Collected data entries
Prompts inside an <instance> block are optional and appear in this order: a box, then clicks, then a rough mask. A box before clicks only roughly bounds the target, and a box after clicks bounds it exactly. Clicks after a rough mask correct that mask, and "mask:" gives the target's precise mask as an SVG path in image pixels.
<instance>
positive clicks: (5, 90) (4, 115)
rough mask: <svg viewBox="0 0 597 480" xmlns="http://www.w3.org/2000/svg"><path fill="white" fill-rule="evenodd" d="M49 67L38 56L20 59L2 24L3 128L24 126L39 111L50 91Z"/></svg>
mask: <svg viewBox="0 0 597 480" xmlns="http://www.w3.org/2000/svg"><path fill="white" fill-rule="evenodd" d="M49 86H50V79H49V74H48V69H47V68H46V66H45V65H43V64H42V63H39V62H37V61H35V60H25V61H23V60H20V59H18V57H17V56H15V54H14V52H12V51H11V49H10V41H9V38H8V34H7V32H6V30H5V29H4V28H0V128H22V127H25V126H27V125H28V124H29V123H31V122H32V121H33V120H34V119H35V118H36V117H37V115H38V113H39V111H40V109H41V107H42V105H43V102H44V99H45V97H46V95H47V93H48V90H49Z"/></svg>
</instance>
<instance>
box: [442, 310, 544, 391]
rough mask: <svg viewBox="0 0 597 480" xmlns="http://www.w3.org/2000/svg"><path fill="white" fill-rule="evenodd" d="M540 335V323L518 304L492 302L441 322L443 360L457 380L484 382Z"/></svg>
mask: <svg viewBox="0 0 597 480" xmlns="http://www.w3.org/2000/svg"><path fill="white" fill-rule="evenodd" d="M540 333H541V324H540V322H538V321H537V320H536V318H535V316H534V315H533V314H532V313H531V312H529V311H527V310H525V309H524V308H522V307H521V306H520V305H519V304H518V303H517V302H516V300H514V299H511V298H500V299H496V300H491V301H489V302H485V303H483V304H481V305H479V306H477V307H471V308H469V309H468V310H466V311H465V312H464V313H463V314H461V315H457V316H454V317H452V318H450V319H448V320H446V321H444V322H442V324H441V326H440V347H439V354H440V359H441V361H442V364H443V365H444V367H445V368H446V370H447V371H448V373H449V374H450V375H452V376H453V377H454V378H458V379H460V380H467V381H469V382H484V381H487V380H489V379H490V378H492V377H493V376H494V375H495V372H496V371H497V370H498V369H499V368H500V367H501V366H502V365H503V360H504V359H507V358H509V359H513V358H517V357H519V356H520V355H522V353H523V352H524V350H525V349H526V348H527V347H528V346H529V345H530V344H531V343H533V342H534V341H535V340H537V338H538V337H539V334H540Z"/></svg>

▶ Problem requirements:
Search the data above for the word "clicks" and show every line that has it.

▶ Result for this exercise:
Prompts inside an <instance> block are optional and appear in this order: a box, then clicks, then a rough mask. A box before clicks only roughly bounds the target, and a box after clicks bounds it exactly. Clicks after a rough mask correct that mask, and "mask:" gives the target's precise mask as an SVG path in image pixels.
positive clicks: (5, 90) (4, 115)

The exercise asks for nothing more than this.